▸ **Kurze Übung**
Gib sämtliche Zeilen der folgenden Einträge als Markdown-Tabelle mit den Spalten „Nummer“ und „Zeile“ wieder. Leere Zeilen lässt du weg.

******

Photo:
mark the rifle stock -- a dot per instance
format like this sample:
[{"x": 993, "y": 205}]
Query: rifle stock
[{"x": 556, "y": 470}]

******

▸ **Lösung der Übung**
| Nummer | Zeile |
|---|---|
| 1 | Photo: |
| 2 | mark the rifle stock -- a dot per instance |
| 3 | format like this sample: |
| 4 | [{"x": 993, "y": 205}] |
| 5 | Query: rifle stock |
| 6 | [{"x": 556, "y": 470}] |